WHAT THE TASK ASKS
Transcribe the full listing so that each line reads as it does in the original.

GIVEN RECORDS
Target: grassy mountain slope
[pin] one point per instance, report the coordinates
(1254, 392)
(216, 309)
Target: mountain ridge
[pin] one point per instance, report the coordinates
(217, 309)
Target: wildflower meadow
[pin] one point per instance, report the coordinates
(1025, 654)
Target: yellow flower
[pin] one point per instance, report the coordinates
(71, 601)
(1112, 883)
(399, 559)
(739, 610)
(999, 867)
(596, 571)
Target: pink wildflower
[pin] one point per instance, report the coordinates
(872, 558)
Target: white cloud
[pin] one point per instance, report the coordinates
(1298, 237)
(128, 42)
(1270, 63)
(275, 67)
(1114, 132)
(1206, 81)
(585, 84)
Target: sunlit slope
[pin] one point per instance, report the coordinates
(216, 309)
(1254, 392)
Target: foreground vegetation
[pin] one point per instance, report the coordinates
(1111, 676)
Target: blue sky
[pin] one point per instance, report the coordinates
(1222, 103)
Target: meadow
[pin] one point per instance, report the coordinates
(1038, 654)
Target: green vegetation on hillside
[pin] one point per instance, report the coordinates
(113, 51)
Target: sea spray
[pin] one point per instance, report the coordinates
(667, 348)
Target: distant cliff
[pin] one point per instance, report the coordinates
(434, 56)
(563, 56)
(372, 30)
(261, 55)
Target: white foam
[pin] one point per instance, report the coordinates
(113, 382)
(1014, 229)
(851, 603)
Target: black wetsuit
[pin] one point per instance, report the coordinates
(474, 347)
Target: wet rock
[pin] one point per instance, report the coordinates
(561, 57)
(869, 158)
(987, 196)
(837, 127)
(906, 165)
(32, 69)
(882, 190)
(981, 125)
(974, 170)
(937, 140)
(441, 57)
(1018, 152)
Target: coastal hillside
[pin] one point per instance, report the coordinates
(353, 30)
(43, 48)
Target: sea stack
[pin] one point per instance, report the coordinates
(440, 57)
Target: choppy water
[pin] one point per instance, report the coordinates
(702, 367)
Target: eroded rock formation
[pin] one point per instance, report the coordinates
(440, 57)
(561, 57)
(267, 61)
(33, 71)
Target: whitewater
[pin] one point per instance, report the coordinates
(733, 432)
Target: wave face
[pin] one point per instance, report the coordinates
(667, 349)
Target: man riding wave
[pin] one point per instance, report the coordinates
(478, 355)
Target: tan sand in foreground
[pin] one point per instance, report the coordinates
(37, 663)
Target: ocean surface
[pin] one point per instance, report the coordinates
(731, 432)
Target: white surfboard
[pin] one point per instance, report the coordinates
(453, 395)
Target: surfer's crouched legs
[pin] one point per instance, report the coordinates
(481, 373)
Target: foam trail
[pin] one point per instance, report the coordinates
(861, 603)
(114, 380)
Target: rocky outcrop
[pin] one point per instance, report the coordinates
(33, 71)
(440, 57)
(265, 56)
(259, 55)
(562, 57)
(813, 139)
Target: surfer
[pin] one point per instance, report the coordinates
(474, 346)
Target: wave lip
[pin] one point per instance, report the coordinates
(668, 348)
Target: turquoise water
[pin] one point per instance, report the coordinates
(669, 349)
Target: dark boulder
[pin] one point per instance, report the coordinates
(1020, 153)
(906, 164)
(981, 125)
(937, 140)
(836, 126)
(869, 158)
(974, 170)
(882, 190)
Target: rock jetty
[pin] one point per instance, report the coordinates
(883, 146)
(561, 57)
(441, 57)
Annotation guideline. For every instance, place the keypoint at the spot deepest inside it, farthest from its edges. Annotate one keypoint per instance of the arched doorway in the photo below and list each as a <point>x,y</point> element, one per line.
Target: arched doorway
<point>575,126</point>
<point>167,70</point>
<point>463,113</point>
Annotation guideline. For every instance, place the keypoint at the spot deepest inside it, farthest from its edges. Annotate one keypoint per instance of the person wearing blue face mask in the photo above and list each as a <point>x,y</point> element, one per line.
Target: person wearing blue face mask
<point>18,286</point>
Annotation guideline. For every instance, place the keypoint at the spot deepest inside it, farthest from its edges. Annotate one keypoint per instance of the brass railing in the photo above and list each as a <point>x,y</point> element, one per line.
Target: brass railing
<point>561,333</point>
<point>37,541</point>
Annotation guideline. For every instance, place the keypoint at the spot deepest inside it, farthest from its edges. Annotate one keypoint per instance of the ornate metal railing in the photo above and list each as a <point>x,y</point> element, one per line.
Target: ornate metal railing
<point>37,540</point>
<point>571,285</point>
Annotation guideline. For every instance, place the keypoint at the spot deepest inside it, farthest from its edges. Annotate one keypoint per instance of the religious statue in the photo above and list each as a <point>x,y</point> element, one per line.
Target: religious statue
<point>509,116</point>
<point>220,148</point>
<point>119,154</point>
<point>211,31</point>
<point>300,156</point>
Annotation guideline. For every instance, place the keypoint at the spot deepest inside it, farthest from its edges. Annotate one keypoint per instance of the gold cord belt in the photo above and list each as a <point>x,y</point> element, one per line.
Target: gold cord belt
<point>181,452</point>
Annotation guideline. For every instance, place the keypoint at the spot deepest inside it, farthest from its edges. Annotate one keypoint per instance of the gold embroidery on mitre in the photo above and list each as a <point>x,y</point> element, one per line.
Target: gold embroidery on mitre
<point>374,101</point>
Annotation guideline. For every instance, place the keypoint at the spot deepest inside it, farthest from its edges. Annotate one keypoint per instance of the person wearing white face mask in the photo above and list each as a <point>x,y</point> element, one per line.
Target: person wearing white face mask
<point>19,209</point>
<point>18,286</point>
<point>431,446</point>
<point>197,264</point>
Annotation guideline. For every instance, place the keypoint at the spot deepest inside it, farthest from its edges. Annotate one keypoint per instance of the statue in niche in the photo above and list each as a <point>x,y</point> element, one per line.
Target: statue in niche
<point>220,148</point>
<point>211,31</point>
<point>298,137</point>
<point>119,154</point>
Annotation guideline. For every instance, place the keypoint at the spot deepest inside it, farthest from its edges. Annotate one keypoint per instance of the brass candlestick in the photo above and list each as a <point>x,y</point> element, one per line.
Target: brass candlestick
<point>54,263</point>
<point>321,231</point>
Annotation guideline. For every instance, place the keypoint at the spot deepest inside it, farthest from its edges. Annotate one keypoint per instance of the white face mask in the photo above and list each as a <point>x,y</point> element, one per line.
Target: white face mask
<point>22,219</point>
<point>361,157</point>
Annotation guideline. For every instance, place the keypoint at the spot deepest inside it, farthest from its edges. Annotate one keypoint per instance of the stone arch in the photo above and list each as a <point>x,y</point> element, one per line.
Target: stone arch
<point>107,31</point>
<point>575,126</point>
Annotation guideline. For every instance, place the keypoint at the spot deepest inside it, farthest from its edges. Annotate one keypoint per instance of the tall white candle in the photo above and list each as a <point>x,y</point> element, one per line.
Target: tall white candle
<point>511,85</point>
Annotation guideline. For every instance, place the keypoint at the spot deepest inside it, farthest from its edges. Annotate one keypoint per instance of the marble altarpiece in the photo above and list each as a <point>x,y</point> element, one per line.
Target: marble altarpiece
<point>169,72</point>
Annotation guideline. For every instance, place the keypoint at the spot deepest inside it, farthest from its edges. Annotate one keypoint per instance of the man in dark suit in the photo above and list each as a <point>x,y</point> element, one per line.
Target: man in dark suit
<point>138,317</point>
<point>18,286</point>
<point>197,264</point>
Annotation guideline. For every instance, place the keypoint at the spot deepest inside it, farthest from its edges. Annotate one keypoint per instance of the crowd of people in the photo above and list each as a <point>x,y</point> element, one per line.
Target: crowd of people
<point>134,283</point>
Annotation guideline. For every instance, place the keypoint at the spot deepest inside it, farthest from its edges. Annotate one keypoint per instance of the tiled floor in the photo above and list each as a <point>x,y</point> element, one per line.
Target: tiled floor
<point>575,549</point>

ANSWER TO THIS TASK
Target: grassy mountain slope
[pin] one point per instance, report the coordinates
(1254, 392)
(216, 309)
Target: mountain ridge
[pin] one point per instance, report the coordinates
(217, 309)
Target: wildflower meadow
[pin] one point per instance, report the coordinates
(1025, 654)
Target: yellow flower
[pin] one point per instance, report the coordinates
(71, 601)
(1112, 883)
(399, 559)
(739, 610)
(999, 867)
(596, 571)
Target: pink wildflower
[pin] one point per instance, report the coordinates
(872, 558)
Target: white cloud
[pin] one point per instance, report the coordinates
(1298, 237)
(128, 42)
(1270, 63)
(275, 67)
(1114, 132)
(1206, 81)
(585, 84)
Target: sunlit slope
[pin] one point per instance, report the coordinates
(216, 309)
(1254, 392)
Target: foreground vegetation
[pin] one point per instance, report the coordinates
(1111, 676)
Target: blue sky
[pin] one point per instance, report the coordinates
(1222, 103)
Target: meadow
[pin] one point per instance, report the coordinates
(1038, 654)
Target: green vegetation on hillside
[pin] one point per instance, report the coordinates
(113, 51)
Target: sea spray
[pin] one point per instance, report the coordinates
(667, 348)
Target: distant cliff
[pin] one point per instance, report the coordinates
(434, 56)
(563, 56)
(372, 30)
(261, 55)
Target: white foam
[pin] one point per instance, report the coordinates
(113, 382)
(1014, 229)
(851, 603)
Target: black wetsuit
[pin] one point per instance, report the coordinates
(474, 347)
Target: wet rock
[pin] one point per instance, report the coordinates
(561, 57)
(869, 158)
(987, 196)
(837, 127)
(906, 165)
(32, 69)
(882, 190)
(981, 125)
(974, 170)
(937, 140)
(441, 57)
(1018, 152)
Target: coastal hillside
[pin] one point per instance, report the coordinates
(353, 30)
(43, 48)
Target: sea stack
[pin] one point per instance, report the coordinates
(440, 57)
Target: choppy water
[pin] one point per instance, report the coordinates
(702, 367)
Target: eroded rock formation
[pin] one point per instance, report the coordinates
(440, 57)
(561, 57)
(267, 61)
(33, 71)
Target: whitewater
[pin] one point per instance, report the coordinates
(733, 432)
Target: wave face
[pin] one point per instance, report the coordinates
(667, 349)
Target: man riding wave
[pin] one point per instance, report the coordinates
(478, 355)
Target: tan sand in foreground
[pin] one point per instance, report the coordinates
(37, 663)
Target: ocean surface
[pin] one point per instance, report the coordinates
(731, 432)
Target: white surfboard
[pin] one point per instance, report the coordinates
(453, 395)
Target: surfer's crouched legs
[pin] one point per instance, report the coordinates
(481, 373)
Target: foam trail
[pin] one point per instance, report the coordinates
(861, 603)
(114, 380)
Target: rocky outcrop
[pin] one point per instance, report the coordinates
(33, 71)
(440, 57)
(265, 56)
(259, 55)
(562, 57)
(813, 139)
Target: surfer
[pin] one point per instance, report the coordinates
(474, 346)
Target: wave lip
[pin] one point per instance, report the coordinates
(668, 348)
Target: turquoise water
[pin] one point per instance, report the coordinates
(669, 349)
Target: dark boulder
[pin] one point per instance, report the coordinates
(1020, 153)
(906, 164)
(981, 125)
(937, 140)
(836, 126)
(869, 158)
(974, 170)
(882, 190)
Target: rock jetty
[pin] one point per instance, report the coordinates
(883, 146)
(561, 57)
(441, 57)
Annotation guideline. For every instance, place the keypoint at the spot deepest inside it, farthest from its edges. Annotate one keypoint per instance of the arched doorway in the photo below and list each as a <point>x,y</point> element, one per line.
Target: arched doorway
<point>575,126</point>
<point>167,70</point>
<point>463,113</point>
Annotation guideline. For every instance, place the keypoint at the spot deepest inside it, farthest from its edges. Annotate one keypoint per instance of the person wearing blue face mask in the photo above and list each as a <point>x,y</point> element, one per line.
Target: person wearing blue face mask
<point>18,286</point>
Annotation guideline. For every instance, place the keypoint at the spot deepest inside it, farthest from its edges. Annotate one keypoint per instance of the brass railing in the photo above and list each as a <point>x,y</point> element, one per line.
Target: brass railing
<point>561,333</point>
<point>37,541</point>
Annotation guideline. For every instance, place the keypoint at the spot deepest inside it, farthest from its edges. Annotate one keypoint per instance of the ornate metal railing in the photo above and list each as a <point>x,y</point> element, one per line.
Target: ornate metal railing
<point>37,540</point>
<point>571,285</point>
Annotation guideline. For every instance, place the keypoint at the spot deepest inside it, farthest from its edges. Annotate one keypoint per instance of the religious statue in the photo above and list each as a <point>x,y</point> element, one per line.
Target: religious statue
<point>509,116</point>
<point>220,148</point>
<point>119,154</point>
<point>211,31</point>
<point>300,156</point>
Annotation guideline. For every instance, place the keypoint at the spot deepest inside it, farthest from its edges. Annotate one keypoint per instance of the gold cord belt in the photo above and list each as a <point>x,y</point> element, one per line.
Target: gold cord belt
<point>181,452</point>
Annotation guideline. For every instance, place the keypoint at the spot deepest inside it, farthest from its edges. Annotate one keypoint per instance of the gold embroidery on mitre in the photo above and list each as a <point>x,y</point> element, one per line.
Target: gold embroidery on mitre
<point>374,101</point>
Annotation guideline. For every instance, place the keypoint at the spot deepest inside it, farthest from its edges. Annotate one keypoint per instance of the person wearing white face mask in the photo above and list each as a <point>x,y</point> element, one per line.
Target: person wearing white face mask
<point>19,209</point>
<point>18,286</point>
<point>431,446</point>
<point>197,264</point>
Annotation guideline. For every instance, place the keypoint at the spot deepest inside it, farthest from its edges. Annotate one keypoint per instance of the statue in niche in the photo above and list each as a <point>x,y</point> element, one per line.
Target: statue in niche
<point>220,148</point>
<point>211,31</point>
<point>298,137</point>
<point>119,154</point>
Annotation guideline. For every instance, place the keypoint at the spot deepest inside it, farthest from its edges. Annotate one keypoint per instance of the brass candlestick in the photo above and list each as a <point>x,y</point> element, one per line.
Target: brass candlestick
<point>54,263</point>
<point>321,231</point>
Annotation guideline. For every instance, place the keypoint at the spot deepest inside it, farthest from its edges. Annotate one keypoint per instance of the white face mask in the photo above and list each as a <point>x,y</point> element, one per line.
Target: white face mask
<point>22,219</point>
<point>361,157</point>
Annotation guideline. For every instance, place the keypoint at the spot deepest inside it, farthest from its edges. Annotate one keypoint per instance of the stone arch in the photo above and list each as a <point>x,y</point> element, one per line.
Target: stone arch
<point>107,31</point>
<point>575,126</point>
Annotation guideline. For every instance, place the keypoint at the spot deepest inside it, farthest from its edges. Annotate one keypoint per instance of the tall white candle in the photo above and list each as a <point>x,y</point> element, one per line.
Target: tall white candle
<point>511,85</point>
Annotation guideline. For every instance, place the keypoint at the spot deepest inside it, farthest from its edges. Annotate one keypoint per instance of the marble altarpiece in the photo above and list each as a <point>x,y</point> element, one per line.
Target: marble altarpiece
<point>169,72</point>
Annotation guideline. For every instance, place the keypoint at the spot deepest inside it, farthest from its edges. Annotate one keypoint per instance of the man in dark suit in the photo above and list each as a <point>x,y</point> element, one per line.
Target: man in dark suit
<point>138,317</point>
<point>18,286</point>
<point>197,264</point>
Annotation guideline. For every instance, place the keypoint at the spot deepest inside it, farthest from its edges. Annotate one keypoint per instance of the crowd of people in the photo above and list each as a <point>x,y</point> element, one per line.
Target: crowd of people
<point>134,283</point>
Annotation guideline. For every instance, place the keypoint at the spot deepest inside it, farthest from its edges. Annotate one keypoint per instance of the tiled floor in the photo above and list each as a <point>x,y</point> element, one per line.
Target: tiled floor
<point>575,549</point>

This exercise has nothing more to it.